Task input ::

[START]

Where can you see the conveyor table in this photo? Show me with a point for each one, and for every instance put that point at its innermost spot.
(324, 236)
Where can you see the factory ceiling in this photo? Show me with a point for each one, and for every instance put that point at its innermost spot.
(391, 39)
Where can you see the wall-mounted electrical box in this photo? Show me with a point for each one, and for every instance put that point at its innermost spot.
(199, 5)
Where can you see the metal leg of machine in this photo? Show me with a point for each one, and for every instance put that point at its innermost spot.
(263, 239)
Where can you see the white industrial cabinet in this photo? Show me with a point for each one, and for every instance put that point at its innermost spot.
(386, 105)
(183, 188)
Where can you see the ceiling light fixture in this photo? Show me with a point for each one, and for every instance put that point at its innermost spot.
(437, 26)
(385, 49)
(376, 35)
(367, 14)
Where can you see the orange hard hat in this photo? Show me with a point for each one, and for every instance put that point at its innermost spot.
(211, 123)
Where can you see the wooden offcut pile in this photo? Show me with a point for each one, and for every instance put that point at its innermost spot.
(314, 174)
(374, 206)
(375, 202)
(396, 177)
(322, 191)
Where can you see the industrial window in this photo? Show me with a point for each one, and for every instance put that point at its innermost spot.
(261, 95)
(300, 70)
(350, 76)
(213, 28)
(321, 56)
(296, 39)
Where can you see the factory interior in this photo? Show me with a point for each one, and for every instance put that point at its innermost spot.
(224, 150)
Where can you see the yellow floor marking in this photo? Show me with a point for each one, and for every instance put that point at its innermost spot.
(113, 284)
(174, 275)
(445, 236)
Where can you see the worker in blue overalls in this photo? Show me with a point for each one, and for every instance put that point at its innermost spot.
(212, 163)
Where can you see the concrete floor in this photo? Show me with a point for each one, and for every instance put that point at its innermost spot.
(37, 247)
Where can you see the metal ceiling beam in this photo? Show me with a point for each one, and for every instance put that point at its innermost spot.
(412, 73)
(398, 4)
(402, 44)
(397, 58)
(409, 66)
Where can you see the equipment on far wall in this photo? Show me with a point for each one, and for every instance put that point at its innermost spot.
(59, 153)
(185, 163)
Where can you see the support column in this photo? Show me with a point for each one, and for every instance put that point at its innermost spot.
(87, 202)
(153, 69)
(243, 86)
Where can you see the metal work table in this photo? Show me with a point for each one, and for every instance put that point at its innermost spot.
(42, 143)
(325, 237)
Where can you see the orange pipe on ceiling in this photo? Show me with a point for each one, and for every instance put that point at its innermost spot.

[END]

Exercise directions ::
Copy the records above exactly.

Solution to this task ::
Where can you see the conveyor table in this photo? Show me with a point for each one, and for every instance put that point at its innermost spot.
(324, 236)
Where can you see the factory ceiling in this photo? Show me with a point for each one, and for every instance put that point at its innermost spot.
(391, 39)
Where can you see the wall-mounted electrical box in this photo? Show me with a point for each one, and for every instance put that point at its innermost spot.
(199, 5)
Where can you see the metal leg of machine in this photo? Show me with a point for each one, and for every instance put that point at its innermost spot.
(263, 239)
Where can you see the white industrial cabinet in this photo? Show me with a point for each one, and for every instance put that point at its innermost spot.
(386, 105)
(183, 188)
Where can you see the ceiling light fixture in this photo? Show me with a point for each one, and for every instance put that point at its innermost spot.
(437, 26)
(385, 49)
(376, 35)
(367, 14)
Where can you see the orange hard hat in this photo? Show me with a point for each one, and for every instance put that point at its innermost spot.
(211, 123)
Where can you see the wooden offcut pile in this photo? Show me with a point for each one, and for every instance put that point at its innermost spot.
(314, 174)
(374, 206)
(375, 202)
(396, 177)
(322, 191)
Where can you see the industrial window in this photo? Show me with a point for each one, and for every instance put that point at its innermost spot.
(261, 95)
(300, 70)
(350, 76)
(213, 28)
(321, 56)
(296, 39)
Where can you see the factory interior in this photo? Show me with a point for each one, and for every instance put that point at its innermost spot.
(224, 150)
Where can you see the yellow floor marking in this photo? Show me with a point for each one, and for every instance put that point at its innermost spot.
(113, 284)
(174, 275)
(445, 236)
Where can you see the worker in blue overalls in this photo? Show me with a point for each one, and for every instance put that point at its innermost spot.
(212, 163)
Where can you see the concrete floor in this photo? Show me with a point for each one, and for every instance put that point at its innermost spot.
(37, 247)
Where can you see the metal ceiling beam in this photo? Show me with a point for each one, and for every instance put that point at its innermost spot.
(412, 73)
(398, 4)
(402, 44)
(397, 58)
(409, 66)
Where can you see the equipment on far wall in this photo? Show me with a point for each one, and for every instance put that point at its innermost spot.
(59, 153)
(185, 163)
Where can you see the support column in this photo? Show me with a point for each one, and for every instance put that point at its innermost spot.
(87, 202)
(153, 69)
(243, 86)
Where can you see the metal work table in this photo? Show me with a point for each one, and for every instance put that point at its innermost spot.
(42, 143)
(325, 237)
Where can you see the orange pipe on ceiling in this photo? Show me with a point for each one, and for every instance put that point at its innermost spot.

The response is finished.